BEGIN SELECTED TEXT

That was written in 2020. Nevertheless, Tufts University just plunged ahead with ratings of food “healthiness” based largely on their content of saturated fatty acids:
“The Nutrition Advisory Committee at the Friedman School created a Healthy Food Guide “that maps out choices for consumers and helps alleviate confusion about what ‘eating healthy’ really means in practice.”
Their claim is that adherence to the Healthy Food Guide will forestall disease and death:
“A higher Food Compass diet score was associated with lower blood pressure, blood sugar, blood cholesterol, body mass index, and hemoglobin A1c levels; and lower prevalence of metabolic syndrome and cancer. A higher Food Compass diet score was also associated with lower risk of mortality: for each 10-point increase, there was a 7 percent lower risk of death from all causes.”
Maybe, but by their admission, only 35% of Americans score high on their Healthy Food Guide rating system. By eliminating outright junk, as the Guide advocates, Americans would eat better. But some of their “Food Compass” ratings verge on the ridiculous, given what we now know about nutrition science.

END SELECTED TEXT
BEGIN ENTRIES PROVIDED

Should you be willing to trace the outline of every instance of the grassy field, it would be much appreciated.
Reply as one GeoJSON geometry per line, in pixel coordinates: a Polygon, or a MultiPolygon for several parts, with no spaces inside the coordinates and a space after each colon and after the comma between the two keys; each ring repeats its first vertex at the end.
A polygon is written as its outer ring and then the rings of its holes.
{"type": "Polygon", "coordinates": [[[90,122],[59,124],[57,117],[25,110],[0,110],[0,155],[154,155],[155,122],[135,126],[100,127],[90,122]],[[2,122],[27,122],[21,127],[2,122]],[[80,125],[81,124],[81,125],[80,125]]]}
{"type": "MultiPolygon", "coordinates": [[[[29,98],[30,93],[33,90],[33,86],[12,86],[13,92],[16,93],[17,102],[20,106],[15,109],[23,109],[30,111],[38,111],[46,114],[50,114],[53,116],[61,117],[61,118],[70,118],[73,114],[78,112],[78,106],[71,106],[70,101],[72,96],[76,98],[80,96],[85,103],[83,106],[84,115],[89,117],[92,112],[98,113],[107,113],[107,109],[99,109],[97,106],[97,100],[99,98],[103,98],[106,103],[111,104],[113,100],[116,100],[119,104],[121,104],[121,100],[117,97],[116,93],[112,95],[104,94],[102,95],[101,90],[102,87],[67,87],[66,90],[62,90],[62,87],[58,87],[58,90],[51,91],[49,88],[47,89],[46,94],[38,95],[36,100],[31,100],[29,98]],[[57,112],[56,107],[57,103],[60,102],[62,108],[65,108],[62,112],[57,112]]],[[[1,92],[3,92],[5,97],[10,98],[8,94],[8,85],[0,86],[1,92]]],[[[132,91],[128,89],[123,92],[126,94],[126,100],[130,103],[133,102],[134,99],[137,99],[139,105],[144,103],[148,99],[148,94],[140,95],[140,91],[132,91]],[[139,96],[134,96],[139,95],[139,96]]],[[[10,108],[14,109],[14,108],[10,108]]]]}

END ENTRIES PROVIDED

■ **EXERCISE REQUIREMENTS**:
**a)** In the text on the Tufts food ratings, what share of Americans score high on the Healthy Food Guide rating system?
**b)** In the Tufts food-ratings text, can you write out the passage starting with "Their claim is" and going on through "about nutrition science.", swapping "mortality" for "death"?
**c)** Could you carry on the text about the Tufts food healthiness ratings, picking up after its last sentence?

■ **RESULTS OF THE EXERCISE**:
**a)** 35%

**b)**
Their claim is that adherence to the Healthy Food Guide will forestall disease and death:
“A higher Food Compass diet score was associated with lower blood pressure, blood sugar, blood cholesterol, body mass index, and hemoglobin A1c levels; and lower prevalence of metabolic syndrome and cancer. A higher Food Compass diet score was also associated with lower risk of death: for each 10-point increase, there was a 7 percent lower risk of death from all causes.”
Maybe, but by their admission, only 35% of Americans score high on their Healthy Food Guide rating system. By eliminating outright junk, as the Guide advocates, Americans would eat better. But some of their “Food Compass” ratings verge on the ridiculous, given what we now know about nutrition science.

**c)**
For example, on scale of 1 (to be avoided) to 100 (most healthy), soy milk earns a rating of 71 (consume more) vs. beefsteak with a 33 (discouraged); Skim milk rates a 67 vs. whole milk 49; Potato chips (low salt) are a 59 with fruit sorbet 32. Breakfast cereals enjoy high ratings with Cheerios 95, Kellogg’s Raisin Bran 72, and Total 84. Fried bananas (64) are considered healthier than feta cheese (36); a serving of Honey Nut Cheerios (76) outperforms an egg fried in butter (29).
Crucially, while rating refined carbohydrates as less desirable, the NIH-funded Food Compass takes little account of current scientific consensus that curbing overall carbs might stem the global tide of obesity. For example, Boost Plus® Nutrition Drink (with 45 grams of carbohydrates and 24 grams—nearly 5 teaspoons—of added sugar per serving) earns a score of 64, while lean pork spare ribs (zero carbs) rate a 40.
Call me a conspiracy theorist, but could this have something to do with the fact that there’s been corporate capture of the nutrition profession in the USA? A recent investigative report highlights the complex financial interrelationships between food conglomerates and academe:
“The documents reveal a symbiotic relationship between the AND [Academy of Nutrition and Dietetics], its Foundation, and corporations. Corporations assist the AND and ANDF with financial contributions. AND acts as a pro-industry voice in some policy venues, and with public positions that clash with AND’s mission to improve health globally.”
Makes you wonder why, with so much known, progress in nutritional science is so agonizingly slow—as our fellow citizens’ waistlines continue to expand.